▸ Exercise aim
Retype exactly the line holding "and white striped" and each line that follows, down to the last one. Exclude pictures.

▸ Given information
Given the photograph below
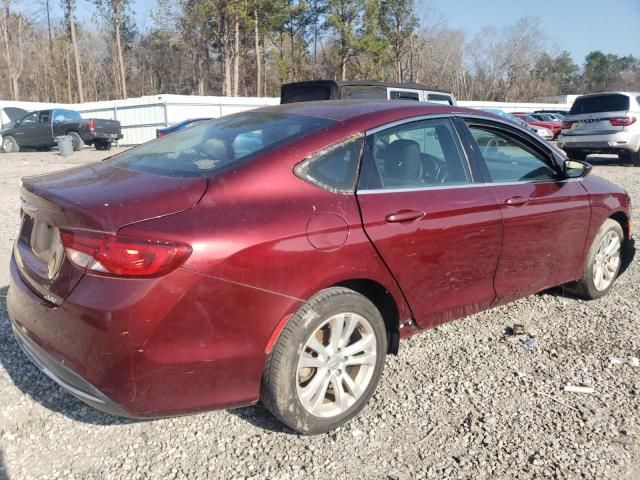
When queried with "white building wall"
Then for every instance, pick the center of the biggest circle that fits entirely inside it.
(141, 116)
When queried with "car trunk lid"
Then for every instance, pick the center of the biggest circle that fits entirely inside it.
(598, 114)
(97, 198)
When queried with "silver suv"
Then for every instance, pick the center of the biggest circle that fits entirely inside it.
(603, 123)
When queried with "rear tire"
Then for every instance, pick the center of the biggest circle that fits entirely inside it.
(602, 264)
(318, 376)
(103, 145)
(576, 154)
(10, 145)
(76, 141)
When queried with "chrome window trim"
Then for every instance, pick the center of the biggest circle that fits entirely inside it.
(402, 121)
(462, 185)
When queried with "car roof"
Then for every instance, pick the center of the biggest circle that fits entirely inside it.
(631, 94)
(343, 110)
(365, 83)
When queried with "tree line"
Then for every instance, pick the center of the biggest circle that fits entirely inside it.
(251, 47)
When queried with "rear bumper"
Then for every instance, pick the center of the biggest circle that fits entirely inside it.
(150, 347)
(614, 143)
(105, 136)
(63, 376)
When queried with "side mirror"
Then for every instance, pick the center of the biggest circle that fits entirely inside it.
(576, 168)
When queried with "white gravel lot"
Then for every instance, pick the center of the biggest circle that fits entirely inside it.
(461, 401)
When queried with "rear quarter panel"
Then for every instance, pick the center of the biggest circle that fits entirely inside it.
(606, 199)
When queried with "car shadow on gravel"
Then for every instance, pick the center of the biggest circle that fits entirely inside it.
(32, 382)
(258, 416)
(3, 469)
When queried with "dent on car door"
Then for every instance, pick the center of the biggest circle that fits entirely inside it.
(436, 230)
(546, 216)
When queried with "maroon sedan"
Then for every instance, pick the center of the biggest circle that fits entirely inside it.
(280, 254)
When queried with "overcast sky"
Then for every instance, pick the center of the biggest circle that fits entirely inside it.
(579, 26)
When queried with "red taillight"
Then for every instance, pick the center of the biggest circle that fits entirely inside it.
(117, 255)
(622, 121)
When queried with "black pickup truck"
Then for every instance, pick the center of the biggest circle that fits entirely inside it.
(39, 129)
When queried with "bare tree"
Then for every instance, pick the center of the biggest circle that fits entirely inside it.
(12, 28)
(74, 43)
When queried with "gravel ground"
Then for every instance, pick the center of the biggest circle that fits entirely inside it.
(464, 400)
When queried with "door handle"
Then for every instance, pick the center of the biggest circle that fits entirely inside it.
(404, 216)
(516, 201)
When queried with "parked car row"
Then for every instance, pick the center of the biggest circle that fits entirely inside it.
(280, 254)
(39, 130)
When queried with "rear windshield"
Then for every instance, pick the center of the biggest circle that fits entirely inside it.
(600, 103)
(65, 116)
(218, 144)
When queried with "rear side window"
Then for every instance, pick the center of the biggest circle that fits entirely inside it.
(415, 155)
(600, 103)
(334, 168)
(439, 99)
(218, 145)
(509, 160)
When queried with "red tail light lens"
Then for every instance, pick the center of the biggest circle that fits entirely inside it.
(116, 255)
(622, 121)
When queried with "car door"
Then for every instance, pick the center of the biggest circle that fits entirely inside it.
(42, 134)
(26, 132)
(546, 215)
(438, 232)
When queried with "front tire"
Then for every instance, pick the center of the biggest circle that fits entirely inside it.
(326, 363)
(602, 264)
(10, 145)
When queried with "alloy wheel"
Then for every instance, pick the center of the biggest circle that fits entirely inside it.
(336, 365)
(607, 261)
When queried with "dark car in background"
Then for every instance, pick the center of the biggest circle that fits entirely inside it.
(176, 127)
(315, 90)
(187, 274)
(39, 130)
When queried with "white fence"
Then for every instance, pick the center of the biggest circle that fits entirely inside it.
(140, 117)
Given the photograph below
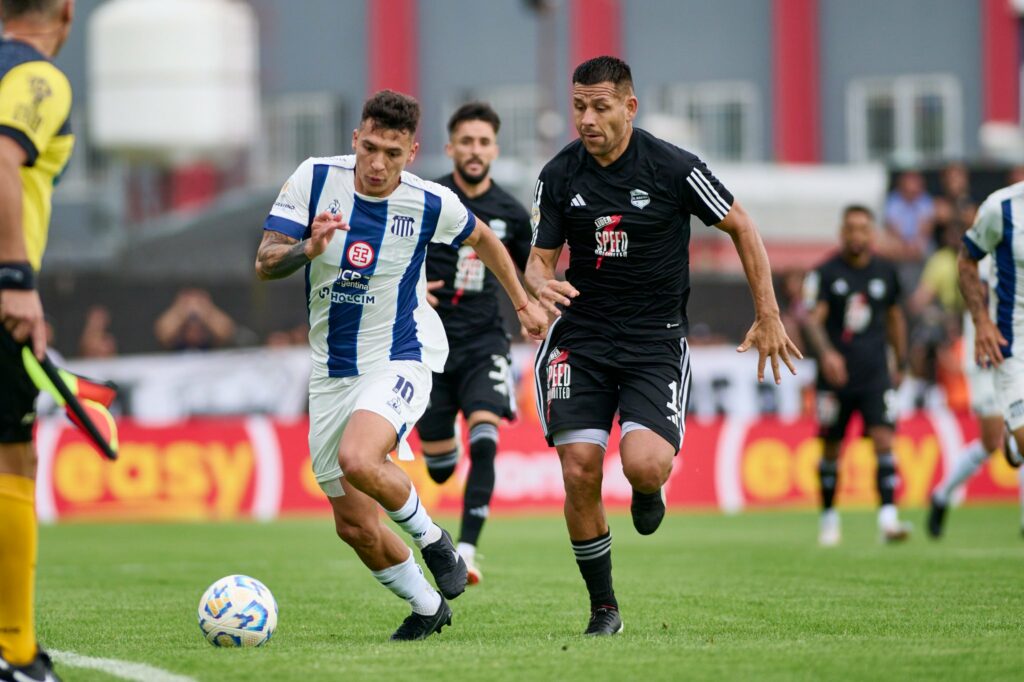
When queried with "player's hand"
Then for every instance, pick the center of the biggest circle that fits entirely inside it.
(988, 342)
(556, 292)
(769, 337)
(22, 312)
(432, 286)
(834, 369)
(324, 227)
(535, 321)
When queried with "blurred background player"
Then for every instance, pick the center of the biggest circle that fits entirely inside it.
(985, 405)
(36, 142)
(854, 300)
(621, 343)
(375, 341)
(999, 343)
(477, 378)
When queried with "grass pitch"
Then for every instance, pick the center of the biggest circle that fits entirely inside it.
(709, 597)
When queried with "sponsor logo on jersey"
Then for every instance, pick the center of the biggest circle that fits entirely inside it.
(402, 225)
(360, 254)
(639, 198)
(611, 242)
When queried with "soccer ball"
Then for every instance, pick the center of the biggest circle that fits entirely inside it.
(238, 610)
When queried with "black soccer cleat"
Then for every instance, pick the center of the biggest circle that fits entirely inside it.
(647, 510)
(604, 621)
(418, 627)
(448, 567)
(936, 518)
(40, 670)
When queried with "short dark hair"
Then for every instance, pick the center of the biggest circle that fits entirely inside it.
(602, 70)
(392, 111)
(475, 111)
(858, 208)
(15, 8)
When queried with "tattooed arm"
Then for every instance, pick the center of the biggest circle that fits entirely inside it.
(280, 255)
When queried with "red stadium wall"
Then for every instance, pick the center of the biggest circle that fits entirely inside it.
(256, 467)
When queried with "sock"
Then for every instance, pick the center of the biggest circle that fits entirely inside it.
(407, 581)
(967, 464)
(440, 467)
(479, 482)
(17, 568)
(594, 559)
(828, 477)
(887, 478)
(415, 520)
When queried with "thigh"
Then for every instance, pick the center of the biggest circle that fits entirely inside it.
(654, 386)
(574, 390)
(17, 393)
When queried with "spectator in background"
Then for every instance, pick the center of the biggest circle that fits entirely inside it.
(96, 339)
(194, 323)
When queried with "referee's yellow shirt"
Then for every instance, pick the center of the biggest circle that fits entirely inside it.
(35, 110)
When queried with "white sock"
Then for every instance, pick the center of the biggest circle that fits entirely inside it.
(967, 464)
(407, 581)
(415, 520)
(467, 551)
(888, 516)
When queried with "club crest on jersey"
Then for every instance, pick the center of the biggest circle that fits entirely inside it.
(402, 225)
(639, 198)
(611, 242)
(360, 254)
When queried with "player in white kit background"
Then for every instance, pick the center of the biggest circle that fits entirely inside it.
(359, 225)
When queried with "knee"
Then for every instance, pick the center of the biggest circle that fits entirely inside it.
(358, 536)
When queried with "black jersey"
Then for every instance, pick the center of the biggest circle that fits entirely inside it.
(468, 301)
(628, 226)
(859, 299)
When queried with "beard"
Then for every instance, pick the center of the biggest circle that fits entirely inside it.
(472, 178)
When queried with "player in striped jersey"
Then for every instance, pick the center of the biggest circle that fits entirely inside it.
(375, 340)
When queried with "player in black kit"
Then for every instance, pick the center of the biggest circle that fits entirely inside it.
(477, 379)
(623, 199)
(855, 314)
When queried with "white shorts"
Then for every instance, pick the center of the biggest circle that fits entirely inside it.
(1010, 389)
(981, 383)
(397, 391)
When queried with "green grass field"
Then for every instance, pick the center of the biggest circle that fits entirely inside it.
(709, 597)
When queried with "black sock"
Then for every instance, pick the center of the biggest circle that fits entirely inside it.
(479, 482)
(887, 478)
(594, 559)
(828, 476)
(440, 467)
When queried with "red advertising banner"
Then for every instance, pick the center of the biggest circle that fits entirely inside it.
(259, 467)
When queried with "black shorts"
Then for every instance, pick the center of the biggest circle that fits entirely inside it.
(877, 408)
(477, 377)
(17, 393)
(584, 378)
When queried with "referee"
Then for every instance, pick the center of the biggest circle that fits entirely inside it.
(35, 145)
(622, 200)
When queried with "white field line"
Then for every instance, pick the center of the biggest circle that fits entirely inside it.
(124, 670)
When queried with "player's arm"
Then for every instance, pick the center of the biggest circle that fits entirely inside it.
(494, 254)
(767, 333)
(280, 255)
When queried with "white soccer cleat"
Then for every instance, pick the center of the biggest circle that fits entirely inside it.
(828, 529)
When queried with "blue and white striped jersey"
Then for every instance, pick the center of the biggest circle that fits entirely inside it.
(366, 294)
(998, 229)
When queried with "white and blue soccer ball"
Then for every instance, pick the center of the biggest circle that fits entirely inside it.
(238, 610)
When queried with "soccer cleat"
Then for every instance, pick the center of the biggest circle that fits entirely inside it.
(828, 529)
(647, 510)
(604, 621)
(936, 518)
(418, 627)
(40, 670)
(448, 567)
(1011, 452)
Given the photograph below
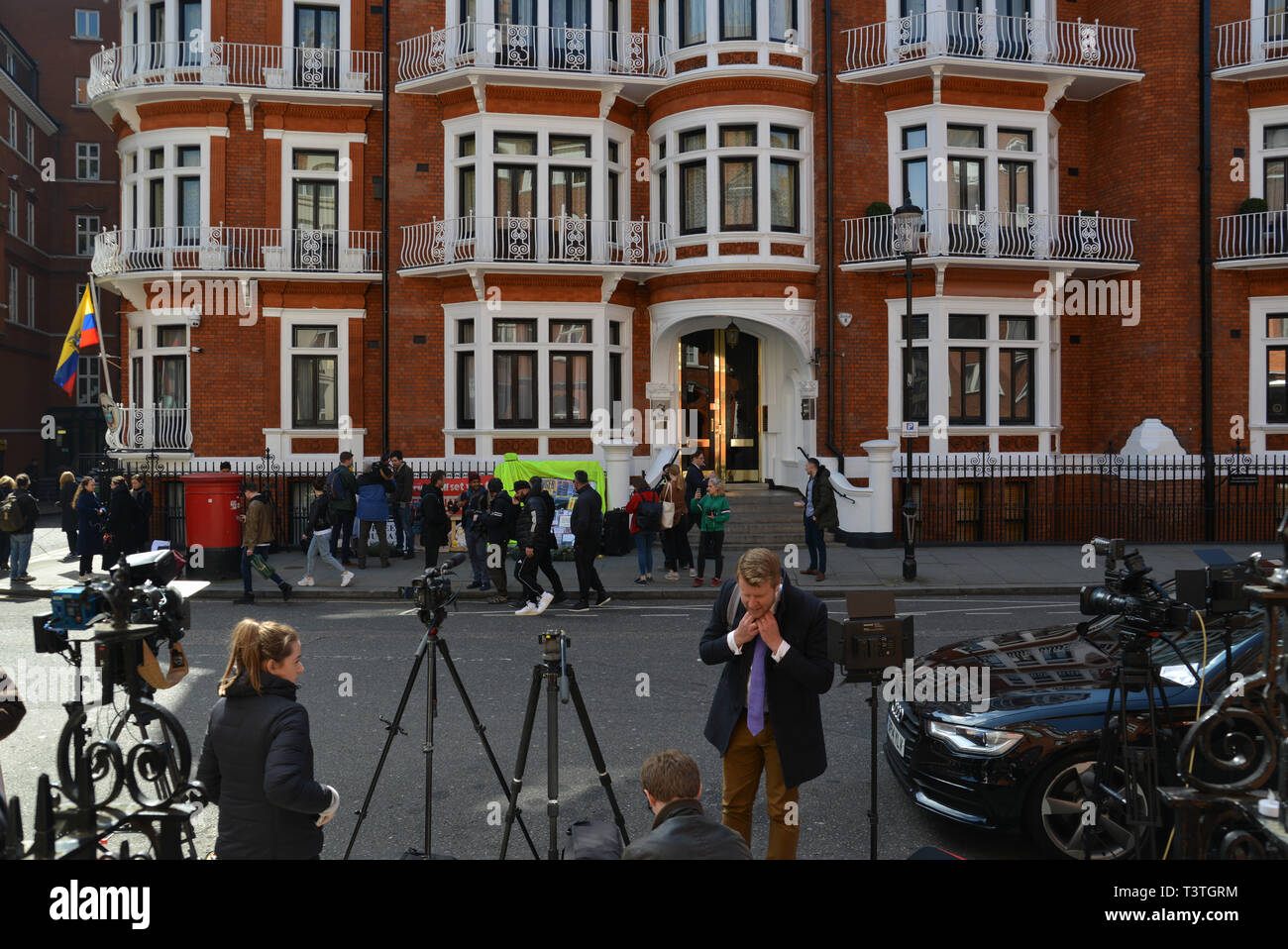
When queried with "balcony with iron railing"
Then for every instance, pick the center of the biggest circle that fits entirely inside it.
(143, 429)
(1252, 241)
(156, 71)
(519, 53)
(1250, 50)
(290, 253)
(996, 239)
(1093, 58)
(561, 244)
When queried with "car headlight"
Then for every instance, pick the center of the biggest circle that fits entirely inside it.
(971, 741)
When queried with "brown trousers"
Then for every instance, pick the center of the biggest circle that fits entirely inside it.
(743, 761)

▸ Task output
When queried with "blue and white striped jersey"
Then for every instance, pick the center of the biggest circle that fits entirely inside it.
(366, 294)
(998, 229)
When queried with "white and blue soccer ball"
Then for every instance, pick the center of the biggest circle that fits entirely inside it.
(238, 610)
When queried with "soccer cleat"
Then for every instance, pick the center of the biggest circle that fits entirely inside it.
(828, 529)
(647, 510)
(604, 621)
(936, 518)
(418, 627)
(40, 670)
(448, 567)
(1011, 452)
Given the photograph below
When queried with "balcony with iron railing"
Then for every instance, pick the center of the biggest circle that fits entirely inside it.
(143, 429)
(1252, 241)
(156, 71)
(519, 53)
(1250, 50)
(290, 253)
(996, 239)
(1093, 58)
(561, 244)
When queried with "car headlight"
Then for every instance, pick the center of the biggest circle that fits entirely inside it.
(971, 741)
When queried with "brown trousers"
Then for every instance, pick the center of the biggest circle that fits entirely inside it.
(743, 761)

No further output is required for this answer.